## BEGIN Information supplied

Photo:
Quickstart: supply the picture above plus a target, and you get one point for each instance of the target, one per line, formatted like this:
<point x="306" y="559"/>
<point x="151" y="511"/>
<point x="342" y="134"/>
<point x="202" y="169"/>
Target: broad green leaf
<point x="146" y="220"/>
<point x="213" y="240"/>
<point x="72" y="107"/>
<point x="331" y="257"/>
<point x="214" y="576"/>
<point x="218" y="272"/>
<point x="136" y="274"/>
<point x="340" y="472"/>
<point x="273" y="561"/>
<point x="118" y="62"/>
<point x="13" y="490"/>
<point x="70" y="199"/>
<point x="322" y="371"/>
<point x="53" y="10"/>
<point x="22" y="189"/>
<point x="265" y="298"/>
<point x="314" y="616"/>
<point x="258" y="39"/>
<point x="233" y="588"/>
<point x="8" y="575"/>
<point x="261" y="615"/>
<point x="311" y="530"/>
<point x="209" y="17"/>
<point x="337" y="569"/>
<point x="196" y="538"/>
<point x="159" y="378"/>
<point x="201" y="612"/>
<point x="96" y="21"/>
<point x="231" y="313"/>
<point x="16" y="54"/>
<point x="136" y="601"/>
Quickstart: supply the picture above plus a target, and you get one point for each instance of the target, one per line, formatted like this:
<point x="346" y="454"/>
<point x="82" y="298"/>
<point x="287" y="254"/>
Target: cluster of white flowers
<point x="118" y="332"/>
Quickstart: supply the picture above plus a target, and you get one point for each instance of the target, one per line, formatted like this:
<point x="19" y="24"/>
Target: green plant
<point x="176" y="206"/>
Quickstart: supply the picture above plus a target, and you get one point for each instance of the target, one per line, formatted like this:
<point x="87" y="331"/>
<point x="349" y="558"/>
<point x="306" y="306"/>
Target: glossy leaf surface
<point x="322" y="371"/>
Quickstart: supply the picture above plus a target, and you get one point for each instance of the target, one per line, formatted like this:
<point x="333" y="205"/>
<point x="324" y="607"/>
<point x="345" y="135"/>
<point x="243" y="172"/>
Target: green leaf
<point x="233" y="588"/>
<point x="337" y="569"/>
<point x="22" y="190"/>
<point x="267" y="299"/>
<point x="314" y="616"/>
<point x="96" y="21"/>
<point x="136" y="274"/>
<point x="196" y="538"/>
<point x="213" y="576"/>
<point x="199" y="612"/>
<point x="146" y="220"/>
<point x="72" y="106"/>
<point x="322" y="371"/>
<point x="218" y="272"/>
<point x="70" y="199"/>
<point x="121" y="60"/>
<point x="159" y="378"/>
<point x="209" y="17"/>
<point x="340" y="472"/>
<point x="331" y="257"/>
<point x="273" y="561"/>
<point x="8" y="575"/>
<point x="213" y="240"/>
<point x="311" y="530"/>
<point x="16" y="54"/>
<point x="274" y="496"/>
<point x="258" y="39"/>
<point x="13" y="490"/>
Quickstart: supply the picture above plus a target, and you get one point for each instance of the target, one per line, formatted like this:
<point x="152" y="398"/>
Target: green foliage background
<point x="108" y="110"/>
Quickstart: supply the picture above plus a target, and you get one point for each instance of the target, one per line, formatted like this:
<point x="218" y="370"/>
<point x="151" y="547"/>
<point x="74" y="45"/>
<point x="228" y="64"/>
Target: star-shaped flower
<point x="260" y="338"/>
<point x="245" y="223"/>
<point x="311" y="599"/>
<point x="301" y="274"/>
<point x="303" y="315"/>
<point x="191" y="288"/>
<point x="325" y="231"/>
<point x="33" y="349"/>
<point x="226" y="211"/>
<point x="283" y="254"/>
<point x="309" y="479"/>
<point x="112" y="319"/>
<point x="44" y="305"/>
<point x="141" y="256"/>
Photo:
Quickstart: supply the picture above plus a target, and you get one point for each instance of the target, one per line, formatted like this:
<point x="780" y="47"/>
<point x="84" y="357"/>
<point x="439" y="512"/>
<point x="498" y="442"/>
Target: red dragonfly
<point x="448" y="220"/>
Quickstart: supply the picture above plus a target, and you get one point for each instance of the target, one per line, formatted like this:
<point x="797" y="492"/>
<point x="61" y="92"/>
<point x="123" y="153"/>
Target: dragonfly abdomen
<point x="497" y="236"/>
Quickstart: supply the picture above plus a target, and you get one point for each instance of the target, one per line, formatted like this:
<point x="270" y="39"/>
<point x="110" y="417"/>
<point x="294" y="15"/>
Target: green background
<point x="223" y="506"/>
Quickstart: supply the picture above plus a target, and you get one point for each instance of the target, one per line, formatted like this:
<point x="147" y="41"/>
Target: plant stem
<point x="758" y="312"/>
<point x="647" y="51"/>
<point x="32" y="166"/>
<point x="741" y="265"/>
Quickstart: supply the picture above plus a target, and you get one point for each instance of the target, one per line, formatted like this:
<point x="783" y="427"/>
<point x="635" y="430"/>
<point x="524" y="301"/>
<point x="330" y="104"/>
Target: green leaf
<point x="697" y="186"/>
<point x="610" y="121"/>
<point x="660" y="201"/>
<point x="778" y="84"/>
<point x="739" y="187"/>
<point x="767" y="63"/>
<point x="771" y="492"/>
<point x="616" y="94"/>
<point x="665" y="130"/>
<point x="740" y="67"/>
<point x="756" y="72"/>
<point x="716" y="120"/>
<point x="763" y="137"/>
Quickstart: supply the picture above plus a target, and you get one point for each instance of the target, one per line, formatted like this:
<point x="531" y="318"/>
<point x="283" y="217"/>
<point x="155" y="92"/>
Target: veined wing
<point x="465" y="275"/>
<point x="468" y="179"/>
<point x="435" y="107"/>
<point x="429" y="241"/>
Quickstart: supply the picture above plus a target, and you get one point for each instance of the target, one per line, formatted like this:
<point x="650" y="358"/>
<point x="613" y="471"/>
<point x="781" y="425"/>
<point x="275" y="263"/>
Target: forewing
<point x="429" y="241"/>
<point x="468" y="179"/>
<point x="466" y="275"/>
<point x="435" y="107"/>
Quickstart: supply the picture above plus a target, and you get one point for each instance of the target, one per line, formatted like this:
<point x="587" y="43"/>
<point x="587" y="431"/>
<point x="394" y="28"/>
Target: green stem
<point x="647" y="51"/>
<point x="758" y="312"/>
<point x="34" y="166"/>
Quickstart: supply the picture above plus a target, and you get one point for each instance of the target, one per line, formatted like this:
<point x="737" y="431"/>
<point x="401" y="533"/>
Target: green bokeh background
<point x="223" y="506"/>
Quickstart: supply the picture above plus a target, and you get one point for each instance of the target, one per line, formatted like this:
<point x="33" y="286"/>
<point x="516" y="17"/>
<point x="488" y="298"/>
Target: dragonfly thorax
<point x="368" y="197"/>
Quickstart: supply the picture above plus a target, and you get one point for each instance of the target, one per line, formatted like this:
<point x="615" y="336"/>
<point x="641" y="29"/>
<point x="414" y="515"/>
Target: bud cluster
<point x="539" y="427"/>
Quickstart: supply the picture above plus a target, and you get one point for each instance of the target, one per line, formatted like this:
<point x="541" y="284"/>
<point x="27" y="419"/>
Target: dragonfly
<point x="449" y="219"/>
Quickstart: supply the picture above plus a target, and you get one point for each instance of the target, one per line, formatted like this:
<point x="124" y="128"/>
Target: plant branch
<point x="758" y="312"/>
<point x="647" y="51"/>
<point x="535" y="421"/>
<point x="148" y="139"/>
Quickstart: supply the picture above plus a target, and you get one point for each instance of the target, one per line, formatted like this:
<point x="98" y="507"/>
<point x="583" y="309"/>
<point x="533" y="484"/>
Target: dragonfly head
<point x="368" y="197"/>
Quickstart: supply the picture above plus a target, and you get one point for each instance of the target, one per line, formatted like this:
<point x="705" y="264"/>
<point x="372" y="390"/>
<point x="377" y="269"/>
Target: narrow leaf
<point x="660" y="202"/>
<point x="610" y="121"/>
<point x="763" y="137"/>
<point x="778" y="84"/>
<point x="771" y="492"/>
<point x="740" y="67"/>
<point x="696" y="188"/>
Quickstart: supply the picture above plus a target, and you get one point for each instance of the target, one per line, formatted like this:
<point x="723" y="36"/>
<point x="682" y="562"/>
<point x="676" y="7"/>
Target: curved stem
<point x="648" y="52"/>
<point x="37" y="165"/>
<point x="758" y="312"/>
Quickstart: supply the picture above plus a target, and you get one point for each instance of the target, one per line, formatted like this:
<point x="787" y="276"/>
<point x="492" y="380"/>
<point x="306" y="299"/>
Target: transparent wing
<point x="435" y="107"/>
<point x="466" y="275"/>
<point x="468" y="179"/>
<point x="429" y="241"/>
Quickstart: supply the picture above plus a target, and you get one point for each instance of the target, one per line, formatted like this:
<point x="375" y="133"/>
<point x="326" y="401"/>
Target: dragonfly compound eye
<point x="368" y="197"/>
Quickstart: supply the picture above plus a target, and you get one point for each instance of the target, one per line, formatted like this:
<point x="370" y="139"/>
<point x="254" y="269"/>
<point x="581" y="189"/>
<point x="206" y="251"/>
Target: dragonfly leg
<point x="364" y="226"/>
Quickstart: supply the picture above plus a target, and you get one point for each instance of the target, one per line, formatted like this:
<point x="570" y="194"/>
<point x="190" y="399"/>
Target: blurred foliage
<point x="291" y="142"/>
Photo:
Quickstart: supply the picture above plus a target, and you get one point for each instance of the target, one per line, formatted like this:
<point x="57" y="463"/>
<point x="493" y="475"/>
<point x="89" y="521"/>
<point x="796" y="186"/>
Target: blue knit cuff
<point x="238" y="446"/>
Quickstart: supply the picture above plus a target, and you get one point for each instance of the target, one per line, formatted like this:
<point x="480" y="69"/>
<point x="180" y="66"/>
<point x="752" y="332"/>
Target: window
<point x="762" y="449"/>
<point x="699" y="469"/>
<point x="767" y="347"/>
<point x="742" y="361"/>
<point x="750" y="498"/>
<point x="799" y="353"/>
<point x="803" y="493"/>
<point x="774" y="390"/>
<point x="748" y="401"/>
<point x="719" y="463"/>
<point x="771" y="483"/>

## END Information supplied

Extract every line in the records above that contains the string "dragonfly", matching case exactly.

> [Response]:
Target: red dragonfly
Target: dragonfly abdomen
Target: dragonfly thorax
Target: dragonfly
Target: dragonfly head
Target: dragonfly compound eye
Target: dragonfly leg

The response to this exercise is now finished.